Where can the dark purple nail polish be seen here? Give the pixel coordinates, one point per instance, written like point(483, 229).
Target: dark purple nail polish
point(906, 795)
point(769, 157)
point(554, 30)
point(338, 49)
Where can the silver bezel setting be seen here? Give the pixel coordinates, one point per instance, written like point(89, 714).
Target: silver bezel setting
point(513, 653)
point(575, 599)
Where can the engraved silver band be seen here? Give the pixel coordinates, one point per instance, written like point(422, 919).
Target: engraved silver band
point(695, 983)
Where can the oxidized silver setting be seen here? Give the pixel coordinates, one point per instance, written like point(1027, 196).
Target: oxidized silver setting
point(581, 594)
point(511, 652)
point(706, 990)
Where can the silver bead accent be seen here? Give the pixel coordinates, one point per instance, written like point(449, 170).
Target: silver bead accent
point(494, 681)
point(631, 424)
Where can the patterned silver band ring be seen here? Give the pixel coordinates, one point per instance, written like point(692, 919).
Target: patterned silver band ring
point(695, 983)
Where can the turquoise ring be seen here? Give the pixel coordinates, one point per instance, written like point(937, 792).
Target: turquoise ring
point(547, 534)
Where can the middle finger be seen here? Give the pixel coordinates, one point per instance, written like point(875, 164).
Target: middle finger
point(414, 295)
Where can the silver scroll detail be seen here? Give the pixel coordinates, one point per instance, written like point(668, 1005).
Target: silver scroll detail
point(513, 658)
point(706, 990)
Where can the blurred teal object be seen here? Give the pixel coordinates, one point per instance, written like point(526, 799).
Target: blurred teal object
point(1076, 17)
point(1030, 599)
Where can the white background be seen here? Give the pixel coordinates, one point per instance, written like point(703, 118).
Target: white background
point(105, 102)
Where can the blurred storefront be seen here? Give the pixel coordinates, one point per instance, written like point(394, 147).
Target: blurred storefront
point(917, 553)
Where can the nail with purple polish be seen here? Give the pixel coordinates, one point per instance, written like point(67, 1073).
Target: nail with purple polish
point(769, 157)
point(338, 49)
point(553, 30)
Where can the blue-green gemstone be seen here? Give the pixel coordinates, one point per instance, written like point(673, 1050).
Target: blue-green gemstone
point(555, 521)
○ ○ ○ ○
Lay out as a numbered list everything in the entries from the line containing "Where can the white" down to the line containing "point(917, 553)", leaving out any blank lines.

1. Where can the white background be seen here? Give the pixel coordinates, one point per instance, written like point(703, 118).
2. Target: white background
3. point(105, 102)
4. Where can the blurred storefront be seen here? Give the pixel coordinates, one point per instance, written like point(394, 147).
5. Target: blurred storefront
6. point(917, 553)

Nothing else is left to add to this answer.